### やること
水牛泥棒についての文章から、「村人の水牛の檻が集まっている」を含む語句で始まり「の中に刃物や銃を持っている人間が何人もいる。」で終わる部分を、変更せずにそのまま抜き出してください。

### 与えられた文章
「ウシ ウシ ウシ(16)」(2021年09月28日)

村人の水牛の檻が集まっているエリアの夜の見回りは、水牛泥棒への防犯をも兼ねている。
プラウラヤン村でも、あるいはちょっと離れたバニュアシン県ランブタン村でも、水牛泥
棒は増加している。昔は年間で3〜4件しか起こらなかった水牛泥棒が、天然ゴム価格の
低落のために増加傾向にある。

32人のランブタン村民が飼っている7百頭超の水牛を餌場に何日も放しておくと、集め
に行った時に見当たらない者がいることがある。探しに行くと、農園の中で解体された残
骸が見つかる。犯人はたいてい、運びやすい脚だけを持ち去るのだそうだ。

プラウラヤン村の水牛もしばしば泥棒の被害を受け、被害者オーナーがもっと安全な地方
に水牛を移したこともあって、村内の頭数は減少傾向にある。村民の檻が集まっているエ
リアの夜警当番はときどき不審な人間集団が接近して来るのを見かけることがある。集団
の中に刃物や銃を持っている人間が何人もいる。

### 元データ
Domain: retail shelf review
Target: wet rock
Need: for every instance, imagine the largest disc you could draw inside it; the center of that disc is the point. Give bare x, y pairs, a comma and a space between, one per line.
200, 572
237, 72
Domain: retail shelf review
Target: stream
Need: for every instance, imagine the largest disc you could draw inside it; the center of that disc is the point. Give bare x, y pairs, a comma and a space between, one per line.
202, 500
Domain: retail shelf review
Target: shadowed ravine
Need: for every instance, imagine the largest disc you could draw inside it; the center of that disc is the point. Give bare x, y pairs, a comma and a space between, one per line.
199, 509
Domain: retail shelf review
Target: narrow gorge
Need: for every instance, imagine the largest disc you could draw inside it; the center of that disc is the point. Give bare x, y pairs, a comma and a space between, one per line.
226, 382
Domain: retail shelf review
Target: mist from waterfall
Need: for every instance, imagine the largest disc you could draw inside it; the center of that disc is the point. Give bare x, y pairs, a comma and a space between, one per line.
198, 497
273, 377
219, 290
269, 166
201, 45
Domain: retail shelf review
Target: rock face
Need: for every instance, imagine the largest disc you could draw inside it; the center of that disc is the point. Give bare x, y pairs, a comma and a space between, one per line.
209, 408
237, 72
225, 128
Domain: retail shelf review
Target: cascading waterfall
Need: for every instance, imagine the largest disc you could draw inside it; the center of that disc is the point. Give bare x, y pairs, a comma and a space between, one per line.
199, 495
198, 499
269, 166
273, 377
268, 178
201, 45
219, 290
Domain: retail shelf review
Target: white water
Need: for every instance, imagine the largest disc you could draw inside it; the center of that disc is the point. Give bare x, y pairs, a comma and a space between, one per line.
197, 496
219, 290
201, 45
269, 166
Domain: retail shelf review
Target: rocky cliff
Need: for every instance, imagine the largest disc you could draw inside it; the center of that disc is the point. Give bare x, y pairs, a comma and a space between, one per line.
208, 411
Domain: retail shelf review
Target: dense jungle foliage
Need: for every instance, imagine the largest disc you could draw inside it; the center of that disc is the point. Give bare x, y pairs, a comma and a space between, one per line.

### 完成した回答
村人の水牛の檻が集まっているエリアの夜の見回りは、水牛泥棒への防犯をも兼ねている。
プラウラヤン村でも、あるいはちょっと離れたバニュアシン県ランブタン村でも、水牛泥
棒は増加している。昔は年間で3〜4件しか起こらなかった水牛泥棒が、天然ゴム価格の
低落のために増加傾向にある。

32人のランブタン村民が飼っている7百頭超の水牛を餌場に何日も放しておくと、集め
に行った時に見当たらない者がいることがある。探しに行くと、農園の中で解体された残
骸が見つかる。犯人はたいてい、運びやすい脚だけを持ち去るのだそうだ。

プラウラヤン村の水牛もしばしば泥棒の被害を受け、被害者オーナーがもっと安全な地方
に水牛を移したこともあって、村内の頭数は減少傾向にある。村民の檻が集まっているエ
リアの夜警当番はときどき不審な人間集団が接近して来るのを見かけることがある。集団
の中に刃物や銃を持っている人間が何人もいる。